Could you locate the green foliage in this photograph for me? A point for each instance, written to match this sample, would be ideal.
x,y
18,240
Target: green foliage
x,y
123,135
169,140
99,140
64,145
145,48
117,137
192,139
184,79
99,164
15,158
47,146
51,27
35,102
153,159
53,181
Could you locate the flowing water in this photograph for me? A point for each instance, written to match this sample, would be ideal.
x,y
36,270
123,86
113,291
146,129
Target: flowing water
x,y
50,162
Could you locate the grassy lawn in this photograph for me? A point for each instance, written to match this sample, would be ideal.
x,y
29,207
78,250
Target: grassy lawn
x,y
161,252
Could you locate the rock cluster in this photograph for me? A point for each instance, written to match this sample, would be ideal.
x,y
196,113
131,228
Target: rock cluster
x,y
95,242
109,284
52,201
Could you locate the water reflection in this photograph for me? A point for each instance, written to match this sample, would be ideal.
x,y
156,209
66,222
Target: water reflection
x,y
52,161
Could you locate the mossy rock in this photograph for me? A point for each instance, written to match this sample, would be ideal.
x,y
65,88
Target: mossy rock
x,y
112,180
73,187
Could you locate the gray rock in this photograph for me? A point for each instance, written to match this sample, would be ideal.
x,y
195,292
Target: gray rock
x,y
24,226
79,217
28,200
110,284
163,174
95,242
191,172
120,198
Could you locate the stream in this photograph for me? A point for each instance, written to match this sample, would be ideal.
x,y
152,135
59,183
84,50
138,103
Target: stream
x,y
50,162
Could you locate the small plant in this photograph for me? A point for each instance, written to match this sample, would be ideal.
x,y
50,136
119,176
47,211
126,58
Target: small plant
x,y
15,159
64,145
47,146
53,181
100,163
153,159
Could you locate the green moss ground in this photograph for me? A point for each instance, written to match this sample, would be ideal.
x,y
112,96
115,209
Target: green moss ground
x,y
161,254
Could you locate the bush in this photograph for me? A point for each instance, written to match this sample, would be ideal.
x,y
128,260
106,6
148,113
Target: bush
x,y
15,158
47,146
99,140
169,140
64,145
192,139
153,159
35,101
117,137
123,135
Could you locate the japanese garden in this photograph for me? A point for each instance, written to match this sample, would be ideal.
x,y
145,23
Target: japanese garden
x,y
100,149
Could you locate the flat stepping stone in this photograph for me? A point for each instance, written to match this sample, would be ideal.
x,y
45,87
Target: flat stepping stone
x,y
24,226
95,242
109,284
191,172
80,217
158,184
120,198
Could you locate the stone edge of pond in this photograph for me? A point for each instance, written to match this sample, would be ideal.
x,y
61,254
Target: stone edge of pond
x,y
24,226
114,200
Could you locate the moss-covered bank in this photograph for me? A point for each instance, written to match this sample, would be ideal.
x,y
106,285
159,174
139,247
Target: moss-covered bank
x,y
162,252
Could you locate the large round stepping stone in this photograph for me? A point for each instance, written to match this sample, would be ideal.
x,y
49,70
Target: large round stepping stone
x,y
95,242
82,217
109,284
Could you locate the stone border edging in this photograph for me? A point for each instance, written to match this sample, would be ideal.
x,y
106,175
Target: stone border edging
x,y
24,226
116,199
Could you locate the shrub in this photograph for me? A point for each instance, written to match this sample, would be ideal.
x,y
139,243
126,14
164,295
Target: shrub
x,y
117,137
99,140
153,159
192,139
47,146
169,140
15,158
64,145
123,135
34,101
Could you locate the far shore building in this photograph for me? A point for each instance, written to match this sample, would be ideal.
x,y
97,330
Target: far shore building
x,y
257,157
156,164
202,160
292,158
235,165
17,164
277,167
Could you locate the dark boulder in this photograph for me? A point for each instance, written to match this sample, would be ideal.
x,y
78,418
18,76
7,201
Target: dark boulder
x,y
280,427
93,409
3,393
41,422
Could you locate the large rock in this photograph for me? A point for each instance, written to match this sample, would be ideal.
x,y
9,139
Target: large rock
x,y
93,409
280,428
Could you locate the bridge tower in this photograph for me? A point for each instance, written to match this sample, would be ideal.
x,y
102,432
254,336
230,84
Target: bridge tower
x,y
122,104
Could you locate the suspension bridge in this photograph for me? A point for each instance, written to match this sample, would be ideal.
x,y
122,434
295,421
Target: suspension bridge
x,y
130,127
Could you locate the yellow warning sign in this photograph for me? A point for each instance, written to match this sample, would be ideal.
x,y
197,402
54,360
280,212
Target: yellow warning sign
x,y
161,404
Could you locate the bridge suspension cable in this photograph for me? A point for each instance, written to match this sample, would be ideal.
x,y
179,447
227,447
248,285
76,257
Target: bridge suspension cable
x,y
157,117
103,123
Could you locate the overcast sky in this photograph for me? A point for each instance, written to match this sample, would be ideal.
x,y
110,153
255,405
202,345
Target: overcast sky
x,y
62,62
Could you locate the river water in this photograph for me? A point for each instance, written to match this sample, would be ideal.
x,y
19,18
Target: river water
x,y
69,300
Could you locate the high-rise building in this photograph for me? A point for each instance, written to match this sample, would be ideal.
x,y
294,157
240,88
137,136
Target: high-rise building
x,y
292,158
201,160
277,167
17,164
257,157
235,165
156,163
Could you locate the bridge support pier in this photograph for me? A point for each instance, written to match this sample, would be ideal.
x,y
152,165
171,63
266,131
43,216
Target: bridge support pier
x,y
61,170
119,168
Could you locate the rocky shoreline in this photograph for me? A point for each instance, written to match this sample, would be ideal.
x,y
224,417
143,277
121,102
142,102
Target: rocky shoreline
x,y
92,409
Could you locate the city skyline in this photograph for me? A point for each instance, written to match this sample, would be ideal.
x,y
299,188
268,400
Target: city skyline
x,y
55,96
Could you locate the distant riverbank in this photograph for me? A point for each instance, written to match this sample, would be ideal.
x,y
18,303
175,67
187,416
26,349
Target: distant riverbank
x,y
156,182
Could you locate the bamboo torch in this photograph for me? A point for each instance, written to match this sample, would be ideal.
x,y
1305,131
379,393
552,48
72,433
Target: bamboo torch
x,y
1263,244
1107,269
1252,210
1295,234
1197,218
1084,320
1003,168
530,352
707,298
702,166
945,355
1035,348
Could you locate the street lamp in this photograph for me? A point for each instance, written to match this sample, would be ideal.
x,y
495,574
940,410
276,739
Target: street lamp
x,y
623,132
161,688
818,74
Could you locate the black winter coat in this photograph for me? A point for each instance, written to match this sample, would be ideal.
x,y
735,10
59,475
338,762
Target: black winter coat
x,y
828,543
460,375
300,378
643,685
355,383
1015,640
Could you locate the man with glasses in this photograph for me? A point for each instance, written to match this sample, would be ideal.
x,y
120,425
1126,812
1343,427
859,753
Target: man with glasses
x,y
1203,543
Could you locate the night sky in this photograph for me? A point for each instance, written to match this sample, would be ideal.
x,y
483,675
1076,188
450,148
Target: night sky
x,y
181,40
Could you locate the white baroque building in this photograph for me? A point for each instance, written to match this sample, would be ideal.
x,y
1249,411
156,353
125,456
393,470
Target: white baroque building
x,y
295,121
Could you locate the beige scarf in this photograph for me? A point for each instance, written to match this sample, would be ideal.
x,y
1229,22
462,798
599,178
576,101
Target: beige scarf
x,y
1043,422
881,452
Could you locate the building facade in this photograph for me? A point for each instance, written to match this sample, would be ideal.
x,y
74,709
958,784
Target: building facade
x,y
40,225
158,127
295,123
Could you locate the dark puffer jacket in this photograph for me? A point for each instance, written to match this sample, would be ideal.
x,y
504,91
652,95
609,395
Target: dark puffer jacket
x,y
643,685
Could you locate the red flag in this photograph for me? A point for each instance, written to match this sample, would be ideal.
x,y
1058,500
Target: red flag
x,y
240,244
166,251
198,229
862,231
========================================
Work instructions: For every entry above, write out an exact copy.

Response box:
Could you locate the green foliage in this photograph for me? A point for each instance, written to match this sample, would be ideal.
x,y
18,240
Target: green foliage
x,y
123,135
169,140
99,140
64,145
145,48
117,137
192,139
184,79
99,164
15,158
47,146
51,27
35,102
153,159
53,181
Could you locate the flowing water in this photograph for me? A point for each instance, written to match this sample, would be ideal.
x,y
36,270
123,86
113,291
146,129
Target: flowing water
x,y
50,162
Could you locate the grassy lawn in this photograph for me? A point for each instance, written to match this sample, would be ideal.
x,y
29,207
78,250
Target: grassy lawn
x,y
161,252
Could you locate the rock cluster in this photograph for me? A point for each instance, written to match this sample, would be ideal.
x,y
196,113
131,228
Target: rock cluster
x,y
95,242
109,284
52,201
Could you locate the water reflection in this photograph for me? A point for each instance, written to match this sample, would be ideal.
x,y
156,209
66,222
Target: water reflection
x,y
52,161
Could you locate the mossy rock in this photograph for me? A point for each instance, written to match this sample, would be ideal.
x,y
65,88
Target: mossy rock
x,y
112,180
73,187
Could you locate the gray rock in this photograph for me? A point for each instance, written to match this sample, would be ideal.
x,y
195,292
Target: gray rock
x,y
24,226
79,217
28,200
110,284
163,174
95,242
191,172
120,198
Could you locate the stream in this photograph for me? A point for each instance, written to match this sample, would be ideal.
x,y
152,135
59,183
84,50
138,103
Target: stream
x,y
50,162
Could you locate the small plant in this photograph for me? A point for each instance, written to match this sample, would be ideal.
x,y
50,136
119,176
47,211
126,58
Target: small plant
x,y
15,159
64,145
47,146
53,181
100,163
153,159
Could you locate the green moss ground in this photograph for me? A point for each instance, written to match this sample, would be ideal.
x,y
112,96
115,209
Target: green moss ground
x,y
161,254
Could you locate the bush in this photograph for me? A point for each instance, written to match this sample, would be ideal.
x,y
128,260
106,6
148,113
Target: bush
x,y
15,158
47,146
99,140
169,140
64,145
192,139
153,159
35,101
117,137
123,135
Could you locate the japanese garden in this photograph for me? A point for each instance, written to match this sample, would be ideal.
x,y
145,23
Target: japanese garden
x,y
100,149
Could you locate the flat stepping stone in this photograph for me? A point for each instance, written to match this sample, would be ideal.
x,y
45,87
Target: flat stepping stone
x,y
24,226
95,242
109,284
191,172
80,217
158,184
120,198
Could you locate the stone edge of pond in this photograph for me? A point for each instance, written to match this sample, would be ideal.
x,y
61,254
Target: stone edge of pond
x,y
24,226
114,200
Could you locate the moss-covered bank in this photograph for me? A point for each instance, written to match this sample, would be ideal.
x,y
106,285
159,174
139,247
Target: moss-covered bank
x,y
162,252
Could you locate the large round stepping stone in this photograph for me? A point for each instance, written to match this sample, would be ideal.
x,y
49,70
Target: large round stepping stone
x,y
95,242
82,217
109,284
Could you locate the stone border edging in this photograph for me? A point for each instance, written to match this sample, would be ideal.
x,y
106,175
Target: stone border edging
x,y
24,226
116,199
Could you locate the shrub in this photograph for me? A point for each instance, written to match this sample, would be ideal.
x,y
139,243
126,14
164,295
Target: shrub
x,y
117,137
99,140
153,159
192,139
47,146
169,140
15,158
64,145
123,135
34,101
Could you locate the far shore building in this photograph for me? A point for each instance, written to match this sample, would be ideal.
x,y
97,330
Target: far shore building
x,y
257,157
156,164
202,160
292,158
235,165
17,164
277,167
Could you locate the dark boulder in this photograph for me? A point for each instance, written to match this sample, would be ideal.
x,y
78,418
18,76
7,201
Target: dark boulder
x,y
280,427
93,409
3,393
41,422
Could you locate the large rock in this photograph for me? A point for each instance, written to match this sample, would be ideal.
x,y
9,139
Target: large rock
x,y
93,409
280,428
Could you locate the bridge tower in this photograph for me? A point for each instance, written to match this sample, would be ideal.
x,y
102,432
254,336
230,84
Target: bridge tower
x,y
122,104
Could you locate the suspension bridge in this photograph for me? A point for each instance, written to match this sample, would be ideal.
x,y
122,434
295,421
Target: suspension bridge
x,y
130,127
Could you locate the yellow warning sign in this photograph for me? A point for each instance, written to match this sample, would be ideal.
x,y
197,402
54,360
280,212
Target: yellow warning sign
x,y
161,404
Could you locate the bridge suspension cable in this photograph for me? A point for each instance, written to match this sample, would be ideal.
x,y
179,447
227,447
248,285
76,257
Target: bridge suspension cable
x,y
157,117
103,123
Could you locate the overcast sky in this photograph for me? A point for each instance, written to match this sample, would be ideal.
x,y
110,153
255,405
202,345
Target: overcast sky
x,y
62,62
Could you locate the river water in this photograph for me? A point for each instance, written to match this sample, would be ideal.
x,y
19,18
Target: river water
x,y
69,300
Could you locate the high-rise building in this photograph for me? A point for each instance, written to match this sample, would be ideal.
x,y
294,157
240,88
137,136
Target: high-rise building
x,y
292,158
201,160
277,167
17,164
257,157
235,165
156,163
Could you locate the bridge support pier in this photograph for me? A point for each instance, written to match this sample, would be ideal.
x,y
152,165
171,63
266,131
43,216
Target: bridge support pier
x,y
61,170
119,168
Could you locate the rocky shoreline in this photograph for me? A point for each instance, written to match this sample, would be ideal.
x,y
224,417
143,277
121,102
142,102
Target: rocky shoreline
x,y
92,409
Could you locate the city skyline in this photograph for me? A point for each instance, written to match this sample, would be ideal.
x,y
299,188
268,400
Target: city skyline
x,y
55,96
Could you locate the distant riverbank in this photograph for me? A point for each instance, written to match this sample, would be ideal.
x,y
18,303
175,67
187,416
26,349
Target: distant riverbank
x,y
156,182
Could you locate the bamboo torch in this photograph for me? A point for each instance, written to match this sample, would be ideal.
x,y
1305,131
379,393
552,48
72,433
Target: bamboo torch
x,y
1263,244
1107,269
1252,210
1295,234
1197,218
1084,320
1003,168
530,352
707,298
702,166
945,355
1035,348
Could you locate the street lamp in this photograph for me? A point for each instance, written to match this sample, would be ideal.
x,y
495,574
940,410
276,739
Target: street lamp
x,y
623,132
161,688
818,74
Could you locate the black winter coat in this photograph for me? A point for each instance, written to match this sample, would be ideal.
x,y
735,10
59,475
338,762
Target: black winter coat
x,y
828,543
460,375
300,378
643,685
355,383
1015,640
Could you locate the man with glasses in this photograph for me? A point for each instance, written to match this sample, would be ideal.
x,y
120,425
1126,812
1343,427
859,753
Target: man with glasses
x,y
1203,543
Could you locate the night sky in this photograph for me? A point for each instance, written to match this sample, would be ideal.
x,y
483,675
1076,188
450,148
Target: night sky
x,y
181,40
Could you locate the white baroque building in this photograph for me? A point for each instance, written to match this sample, would be ideal.
x,y
1249,411
156,353
125,456
393,470
Target: white baroque building
x,y
295,121
Could you locate the beige scarf in this photograph for me? A point for each instance, written to match this sample, would be ideal.
x,y
1229,22
462,798
599,178
576,101
Target: beige scarf
x,y
1043,422
881,452
Could you locate the building facade in this photograph for me? A point for each instance, written to match this sample, would be ideal.
x,y
74,709
958,784
Target: building facade
x,y
40,225
158,127
295,123
Could you locate the dark puffer jacket in this photograph for me? A point for each instance, written to match this sample, would be ideal.
x,y
504,91
652,95
609,395
Target: dark puffer jacket
x,y
643,685
Could you locate the red flag in this photograph for me? A point for each instance, written to match this sample, would be ideal.
x,y
1058,500
Target: red flag
x,y
240,244
166,251
198,229
862,231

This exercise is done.